# MATERIAL FOR THIS TASK start

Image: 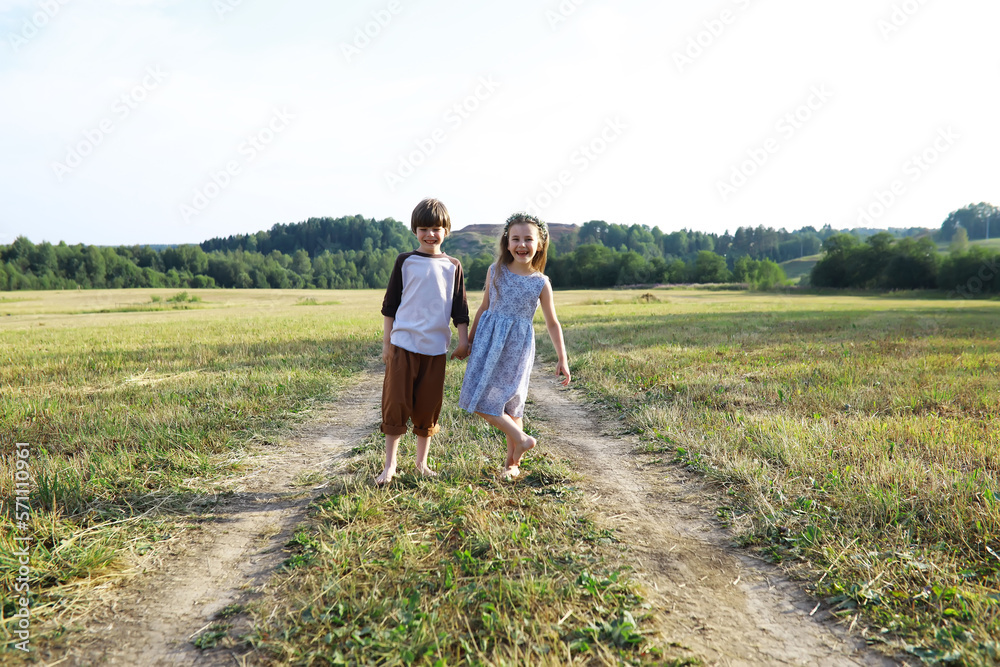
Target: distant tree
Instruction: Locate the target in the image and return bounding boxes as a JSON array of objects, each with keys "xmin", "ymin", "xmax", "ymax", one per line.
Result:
[
  {"xmin": 691, "ymin": 250, "xmax": 732, "ymax": 283},
  {"xmin": 948, "ymin": 227, "xmax": 969, "ymax": 254}
]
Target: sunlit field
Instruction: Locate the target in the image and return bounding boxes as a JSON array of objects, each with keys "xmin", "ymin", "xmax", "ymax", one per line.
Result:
[
  {"xmin": 0, "ymin": 289, "xmax": 1000, "ymax": 665},
  {"xmin": 0, "ymin": 290, "xmax": 381, "ymax": 639}
]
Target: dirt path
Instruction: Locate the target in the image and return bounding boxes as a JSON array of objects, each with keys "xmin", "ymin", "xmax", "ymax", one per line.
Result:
[
  {"xmin": 48, "ymin": 372, "xmax": 382, "ymax": 667},
  {"xmin": 47, "ymin": 372, "xmax": 901, "ymax": 667},
  {"xmin": 528, "ymin": 367, "xmax": 905, "ymax": 667}
]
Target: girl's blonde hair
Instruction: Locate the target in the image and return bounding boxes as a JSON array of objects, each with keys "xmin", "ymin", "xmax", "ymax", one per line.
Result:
[{"xmin": 493, "ymin": 213, "xmax": 549, "ymax": 294}]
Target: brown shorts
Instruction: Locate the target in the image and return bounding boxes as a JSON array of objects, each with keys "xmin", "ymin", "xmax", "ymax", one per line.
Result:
[{"xmin": 382, "ymin": 345, "xmax": 448, "ymax": 436}]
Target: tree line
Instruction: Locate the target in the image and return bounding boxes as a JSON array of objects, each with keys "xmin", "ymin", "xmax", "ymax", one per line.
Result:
[
  {"xmin": 0, "ymin": 204, "xmax": 1000, "ymax": 290},
  {"xmin": 809, "ymin": 233, "xmax": 1000, "ymax": 295}
]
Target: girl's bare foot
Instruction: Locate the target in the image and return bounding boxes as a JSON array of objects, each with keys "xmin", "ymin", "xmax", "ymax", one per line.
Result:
[
  {"xmin": 375, "ymin": 466, "xmax": 396, "ymax": 486},
  {"xmin": 511, "ymin": 435, "xmax": 538, "ymax": 468}
]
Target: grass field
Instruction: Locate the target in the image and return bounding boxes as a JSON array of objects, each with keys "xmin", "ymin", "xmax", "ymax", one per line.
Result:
[
  {"xmin": 0, "ymin": 290, "xmax": 1000, "ymax": 665},
  {"xmin": 780, "ymin": 254, "xmax": 823, "ymax": 283}
]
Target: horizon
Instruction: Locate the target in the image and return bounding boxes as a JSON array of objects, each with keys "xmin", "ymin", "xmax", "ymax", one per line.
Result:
[
  {"xmin": 0, "ymin": 0, "xmax": 1000, "ymax": 245},
  {"xmin": 0, "ymin": 213, "xmax": 960, "ymax": 248}
]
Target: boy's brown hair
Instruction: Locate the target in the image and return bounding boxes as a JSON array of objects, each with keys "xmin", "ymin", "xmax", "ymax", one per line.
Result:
[{"xmin": 410, "ymin": 199, "xmax": 451, "ymax": 234}]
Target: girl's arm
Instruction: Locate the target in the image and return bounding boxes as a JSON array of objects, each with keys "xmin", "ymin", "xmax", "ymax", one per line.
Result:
[
  {"xmin": 538, "ymin": 280, "xmax": 570, "ymax": 387},
  {"xmin": 469, "ymin": 265, "xmax": 493, "ymax": 348}
]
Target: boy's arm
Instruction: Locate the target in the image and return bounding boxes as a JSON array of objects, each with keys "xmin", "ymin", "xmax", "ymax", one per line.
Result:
[
  {"xmin": 382, "ymin": 315, "xmax": 396, "ymax": 364},
  {"xmin": 451, "ymin": 260, "xmax": 469, "ymax": 359},
  {"xmin": 538, "ymin": 280, "xmax": 570, "ymax": 386},
  {"xmin": 469, "ymin": 266, "xmax": 493, "ymax": 347},
  {"xmin": 382, "ymin": 254, "xmax": 406, "ymax": 363}
]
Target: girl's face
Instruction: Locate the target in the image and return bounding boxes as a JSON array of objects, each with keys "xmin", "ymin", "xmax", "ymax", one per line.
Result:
[{"xmin": 507, "ymin": 222, "xmax": 539, "ymax": 266}]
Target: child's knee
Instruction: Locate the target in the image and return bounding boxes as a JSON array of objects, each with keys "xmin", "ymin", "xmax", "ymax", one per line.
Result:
[
  {"xmin": 379, "ymin": 424, "xmax": 408, "ymax": 435},
  {"xmin": 413, "ymin": 424, "xmax": 441, "ymax": 438}
]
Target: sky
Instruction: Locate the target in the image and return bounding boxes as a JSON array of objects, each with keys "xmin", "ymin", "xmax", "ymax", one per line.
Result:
[{"xmin": 0, "ymin": 0, "xmax": 1000, "ymax": 245}]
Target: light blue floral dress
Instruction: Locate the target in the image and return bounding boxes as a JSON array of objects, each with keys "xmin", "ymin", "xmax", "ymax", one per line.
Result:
[{"xmin": 458, "ymin": 265, "xmax": 548, "ymax": 417}]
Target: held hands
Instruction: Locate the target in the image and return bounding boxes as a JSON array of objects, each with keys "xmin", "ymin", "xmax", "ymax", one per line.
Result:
[{"xmin": 556, "ymin": 361, "xmax": 570, "ymax": 387}]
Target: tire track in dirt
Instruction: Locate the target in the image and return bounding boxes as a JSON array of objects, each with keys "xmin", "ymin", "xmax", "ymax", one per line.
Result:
[
  {"xmin": 47, "ymin": 371, "xmax": 382, "ymax": 667},
  {"xmin": 528, "ymin": 374, "xmax": 907, "ymax": 667}
]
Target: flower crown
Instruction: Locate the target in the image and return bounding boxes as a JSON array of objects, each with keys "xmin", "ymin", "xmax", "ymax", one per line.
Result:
[{"xmin": 503, "ymin": 213, "xmax": 549, "ymax": 241}]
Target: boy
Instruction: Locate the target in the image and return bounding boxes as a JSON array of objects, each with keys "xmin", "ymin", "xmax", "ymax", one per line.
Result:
[{"xmin": 375, "ymin": 199, "xmax": 469, "ymax": 486}]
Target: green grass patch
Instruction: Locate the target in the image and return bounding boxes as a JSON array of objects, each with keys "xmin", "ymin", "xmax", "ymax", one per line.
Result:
[
  {"xmin": 250, "ymin": 363, "xmax": 701, "ymax": 665},
  {"xmin": 0, "ymin": 291, "xmax": 381, "ymax": 647}
]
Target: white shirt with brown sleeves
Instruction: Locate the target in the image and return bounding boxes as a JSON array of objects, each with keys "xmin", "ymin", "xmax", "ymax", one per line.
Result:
[{"xmin": 382, "ymin": 250, "xmax": 469, "ymax": 356}]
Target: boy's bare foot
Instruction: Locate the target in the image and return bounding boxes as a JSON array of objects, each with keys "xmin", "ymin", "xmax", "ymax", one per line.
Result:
[
  {"xmin": 500, "ymin": 466, "xmax": 521, "ymax": 480},
  {"xmin": 375, "ymin": 468, "xmax": 396, "ymax": 486},
  {"xmin": 511, "ymin": 435, "xmax": 538, "ymax": 468}
]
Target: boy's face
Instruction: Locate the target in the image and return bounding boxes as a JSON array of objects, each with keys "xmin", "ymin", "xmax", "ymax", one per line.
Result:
[{"xmin": 417, "ymin": 227, "xmax": 448, "ymax": 255}]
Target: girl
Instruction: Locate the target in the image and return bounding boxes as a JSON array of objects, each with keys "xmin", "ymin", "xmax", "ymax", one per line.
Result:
[{"xmin": 458, "ymin": 213, "xmax": 570, "ymax": 479}]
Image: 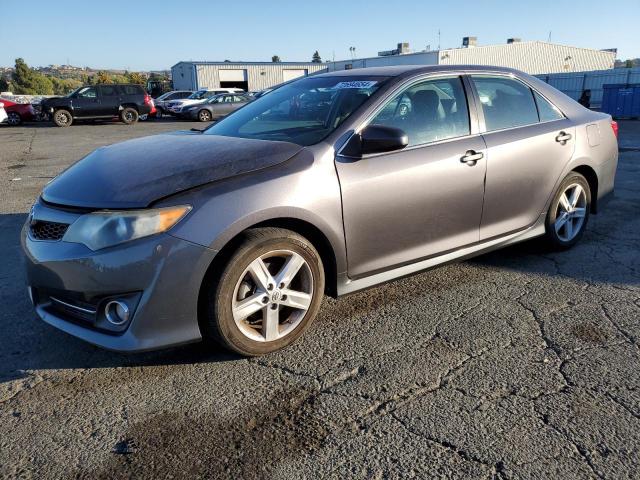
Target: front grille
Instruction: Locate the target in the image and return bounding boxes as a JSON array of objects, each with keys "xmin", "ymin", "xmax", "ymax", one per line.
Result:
[{"xmin": 30, "ymin": 220, "xmax": 69, "ymax": 240}]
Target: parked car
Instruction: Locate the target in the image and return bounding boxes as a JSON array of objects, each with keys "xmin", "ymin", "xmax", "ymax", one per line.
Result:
[
  {"xmin": 22, "ymin": 65, "xmax": 618, "ymax": 355},
  {"xmin": 180, "ymin": 93, "xmax": 253, "ymax": 122},
  {"xmin": 164, "ymin": 88, "xmax": 244, "ymax": 115},
  {"xmin": 42, "ymin": 84, "xmax": 153, "ymax": 127},
  {"xmin": 0, "ymin": 98, "xmax": 35, "ymax": 126},
  {"xmin": 0, "ymin": 102, "xmax": 8, "ymax": 123},
  {"xmin": 154, "ymin": 90, "xmax": 193, "ymax": 118}
]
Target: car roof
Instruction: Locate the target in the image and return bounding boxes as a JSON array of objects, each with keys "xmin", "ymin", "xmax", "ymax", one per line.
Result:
[{"xmin": 313, "ymin": 65, "xmax": 522, "ymax": 77}]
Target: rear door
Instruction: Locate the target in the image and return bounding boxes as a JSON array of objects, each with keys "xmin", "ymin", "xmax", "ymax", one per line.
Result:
[
  {"xmin": 471, "ymin": 74, "xmax": 575, "ymax": 240},
  {"xmin": 71, "ymin": 87, "xmax": 100, "ymax": 118},
  {"xmin": 98, "ymin": 85, "xmax": 121, "ymax": 117},
  {"xmin": 336, "ymin": 75, "xmax": 486, "ymax": 278}
]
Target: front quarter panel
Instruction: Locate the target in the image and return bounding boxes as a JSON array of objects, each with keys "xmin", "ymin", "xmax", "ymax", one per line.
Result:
[{"xmin": 159, "ymin": 144, "xmax": 346, "ymax": 273}]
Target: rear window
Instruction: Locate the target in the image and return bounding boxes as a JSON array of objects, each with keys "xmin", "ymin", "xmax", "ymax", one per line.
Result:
[{"xmin": 120, "ymin": 85, "xmax": 142, "ymax": 95}]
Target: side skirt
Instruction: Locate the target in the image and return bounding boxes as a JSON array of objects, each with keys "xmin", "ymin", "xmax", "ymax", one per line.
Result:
[{"xmin": 338, "ymin": 212, "xmax": 546, "ymax": 296}]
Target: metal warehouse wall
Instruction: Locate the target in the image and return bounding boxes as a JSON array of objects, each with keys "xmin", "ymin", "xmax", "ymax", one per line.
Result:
[
  {"xmin": 171, "ymin": 62, "xmax": 327, "ymax": 91},
  {"xmin": 328, "ymin": 52, "xmax": 438, "ymax": 72},
  {"xmin": 536, "ymin": 68, "xmax": 640, "ymax": 108},
  {"xmin": 439, "ymin": 41, "xmax": 616, "ymax": 75}
]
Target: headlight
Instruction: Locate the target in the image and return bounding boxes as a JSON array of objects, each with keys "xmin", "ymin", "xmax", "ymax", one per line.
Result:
[{"xmin": 62, "ymin": 205, "xmax": 191, "ymax": 250}]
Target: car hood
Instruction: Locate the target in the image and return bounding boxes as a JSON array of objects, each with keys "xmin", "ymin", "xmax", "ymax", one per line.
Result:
[{"xmin": 42, "ymin": 131, "xmax": 303, "ymax": 209}]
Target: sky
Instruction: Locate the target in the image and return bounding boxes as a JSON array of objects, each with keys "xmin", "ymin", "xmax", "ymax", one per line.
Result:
[{"xmin": 0, "ymin": 0, "xmax": 640, "ymax": 70}]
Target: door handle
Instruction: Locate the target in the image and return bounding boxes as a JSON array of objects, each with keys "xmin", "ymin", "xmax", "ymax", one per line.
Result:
[
  {"xmin": 460, "ymin": 150, "xmax": 484, "ymax": 167},
  {"xmin": 556, "ymin": 132, "xmax": 571, "ymax": 145}
]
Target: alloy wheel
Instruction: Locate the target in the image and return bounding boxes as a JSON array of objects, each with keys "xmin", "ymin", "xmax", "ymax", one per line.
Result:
[
  {"xmin": 553, "ymin": 183, "xmax": 587, "ymax": 242},
  {"xmin": 7, "ymin": 112, "xmax": 22, "ymax": 127},
  {"xmin": 231, "ymin": 250, "xmax": 314, "ymax": 342}
]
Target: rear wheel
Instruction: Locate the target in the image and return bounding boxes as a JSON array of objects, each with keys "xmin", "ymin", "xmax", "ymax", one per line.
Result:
[
  {"xmin": 201, "ymin": 228, "xmax": 324, "ymax": 356},
  {"xmin": 198, "ymin": 109, "xmax": 212, "ymax": 122},
  {"xmin": 545, "ymin": 172, "xmax": 591, "ymax": 249},
  {"xmin": 7, "ymin": 112, "xmax": 22, "ymax": 127},
  {"xmin": 53, "ymin": 109, "xmax": 73, "ymax": 127},
  {"xmin": 120, "ymin": 107, "xmax": 138, "ymax": 125}
]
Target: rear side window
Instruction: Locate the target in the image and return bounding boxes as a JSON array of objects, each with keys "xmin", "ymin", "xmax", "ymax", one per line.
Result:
[
  {"xmin": 471, "ymin": 75, "xmax": 538, "ymax": 131},
  {"xmin": 100, "ymin": 85, "xmax": 119, "ymax": 97},
  {"xmin": 121, "ymin": 85, "xmax": 142, "ymax": 95},
  {"xmin": 533, "ymin": 91, "xmax": 564, "ymax": 122},
  {"xmin": 371, "ymin": 77, "xmax": 469, "ymax": 146}
]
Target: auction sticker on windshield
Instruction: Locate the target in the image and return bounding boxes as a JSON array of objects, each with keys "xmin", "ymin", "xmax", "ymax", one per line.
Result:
[{"xmin": 332, "ymin": 80, "xmax": 378, "ymax": 90}]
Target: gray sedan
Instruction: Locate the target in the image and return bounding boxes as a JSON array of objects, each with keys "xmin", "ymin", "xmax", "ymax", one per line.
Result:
[
  {"xmin": 179, "ymin": 93, "xmax": 253, "ymax": 122},
  {"xmin": 22, "ymin": 66, "xmax": 618, "ymax": 355}
]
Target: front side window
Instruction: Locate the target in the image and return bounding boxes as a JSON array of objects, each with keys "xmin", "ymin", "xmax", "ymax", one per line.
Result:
[
  {"xmin": 100, "ymin": 85, "xmax": 118, "ymax": 97},
  {"xmin": 370, "ymin": 77, "xmax": 470, "ymax": 146},
  {"xmin": 76, "ymin": 87, "xmax": 98, "ymax": 98},
  {"xmin": 471, "ymin": 75, "xmax": 538, "ymax": 132},
  {"xmin": 533, "ymin": 91, "xmax": 564, "ymax": 122},
  {"xmin": 187, "ymin": 90, "xmax": 209, "ymax": 100},
  {"xmin": 205, "ymin": 75, "xmax": 387, "ymax": 146}
]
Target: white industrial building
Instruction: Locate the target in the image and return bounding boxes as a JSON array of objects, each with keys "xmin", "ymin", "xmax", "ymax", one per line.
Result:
[
  {"xmin": 171, "ymin": 61, "xmax": 327, "ymax": 91},
  {"xmin": 327, "ymin": 37, "xmax": 616, "ymax": 75}
]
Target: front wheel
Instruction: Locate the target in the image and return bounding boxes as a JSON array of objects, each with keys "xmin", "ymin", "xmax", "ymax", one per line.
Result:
[
  {"xmin": 201, "ymin": 228, "xmax": 324, "ymax": 356},
  {"xmin": 120, "ymin": 107, "xmax": 138, "ymax": 125},
  {"xmin": 7, "ymin": 112, "xmax": 22, "ymax": 127},
  {"xmin": 53, "ymin": 110, "xmax": 73, "ymax": 127},
  {"xmin": 198, "ymin": 109, "xmax": 212, "ymax": 122},
  {"xmin": 545, "ymin": 172, "xmax": 591, "ymax": 249}
]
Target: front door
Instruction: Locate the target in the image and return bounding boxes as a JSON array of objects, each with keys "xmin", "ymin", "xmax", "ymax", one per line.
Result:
[
  {"xmin": 471, "ymin": 75, "xmax": 575, "ymax": 240},
  {"xmin": 71, "ymin": 87, "xmax": 100, "ymax": 117},
  {"xmin": 336, "ymin": 76, "xmax": 486, "ymax": 278}
]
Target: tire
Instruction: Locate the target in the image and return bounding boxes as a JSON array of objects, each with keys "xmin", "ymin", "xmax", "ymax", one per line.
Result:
[
  {"xmin": 53, "ymin": 109, "xmax": 73, "ymax": 127},
  {"xmin": 200, "ymin": 227, "xmax": 325, "ymax": 356},
  {"xmin": 545, "ymin": 172, "xmax": 591, "ymax": 250},
  {"xmin": 7, "ymin": 112, "xmax": 22, "ymax": 127},
  {"xmin": 198, "ymin": 108, "xmax": 213, "ymax": 122},
  {"xmin": 120, "ymin": 107, "xmax": 138, "ymax": 125}
]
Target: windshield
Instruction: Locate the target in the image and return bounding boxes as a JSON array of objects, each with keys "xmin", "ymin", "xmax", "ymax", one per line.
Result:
[
  {"xmin": 65, "ymin": 87, "xmax": 86, "ymax": 98},
  {"xmin": 187, "ymin": 90, "xmax": 207, "ymax": 100},
  {"xmin": 205, "ymin": 76, "xmax": 387, "ymax": 146}
]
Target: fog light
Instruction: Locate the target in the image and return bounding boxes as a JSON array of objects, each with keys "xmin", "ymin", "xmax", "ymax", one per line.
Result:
[{"xmin": 104, "ymin": 300, "xmax": 129, "ymax": 326}]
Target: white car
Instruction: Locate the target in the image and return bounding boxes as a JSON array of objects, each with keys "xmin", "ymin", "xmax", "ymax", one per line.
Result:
[
  {"xmin": 165, "ymin": 88, "xmax": 244, "ymax": 114},
  {"xmin": 0, "ymin": 102, "xmax": 7, "ymax": 123}
]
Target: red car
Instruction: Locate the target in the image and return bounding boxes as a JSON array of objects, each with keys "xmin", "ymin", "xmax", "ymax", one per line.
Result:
[{"xmin": 0, "ymin": 98, "xmax": 35, "ymax": 126}]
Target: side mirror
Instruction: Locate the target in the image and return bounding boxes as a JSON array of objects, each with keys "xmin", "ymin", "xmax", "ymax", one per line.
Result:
[{"xmin": 342, "ymin": 125, "xmax": 409, "ymax": 157}]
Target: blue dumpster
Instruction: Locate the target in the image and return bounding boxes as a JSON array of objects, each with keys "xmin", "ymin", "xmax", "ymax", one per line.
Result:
[{"xmin": 602, "ymin": 83, "xmax": 640, "ymax": 118}]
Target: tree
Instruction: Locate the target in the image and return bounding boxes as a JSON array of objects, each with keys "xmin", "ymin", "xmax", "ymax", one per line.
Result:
[
  {"xmin": 127, "ymin": 72, "xmax": 147, "ymax": 85},
  {"xmin": 11, "ymin": 58, "xmax": 53, "ymax": 95},
  {"xmin": 93, "ymin": 70, "xmax": 113, "ymax": 84}
]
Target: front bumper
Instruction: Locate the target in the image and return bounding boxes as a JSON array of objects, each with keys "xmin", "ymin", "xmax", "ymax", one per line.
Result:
[{"xmin": 22, "ymin": 201, "xmax": 215, "ymax": 352}]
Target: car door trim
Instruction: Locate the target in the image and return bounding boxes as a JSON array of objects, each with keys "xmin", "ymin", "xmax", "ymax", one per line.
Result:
[{"xmin": 337, "ymin": 213, "xmax": 546, "ymax": 296}]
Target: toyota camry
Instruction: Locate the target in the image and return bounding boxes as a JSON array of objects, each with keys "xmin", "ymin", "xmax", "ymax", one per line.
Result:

# MATERIAL FOR THIS TASK end

● **EXERCISE PROMPT**: Find each line in the data above that contains the string "tree", and copy those lines out in full.

● **WRITTEN REPLY**:
Target: distant tree
Target: tree line
Target: tree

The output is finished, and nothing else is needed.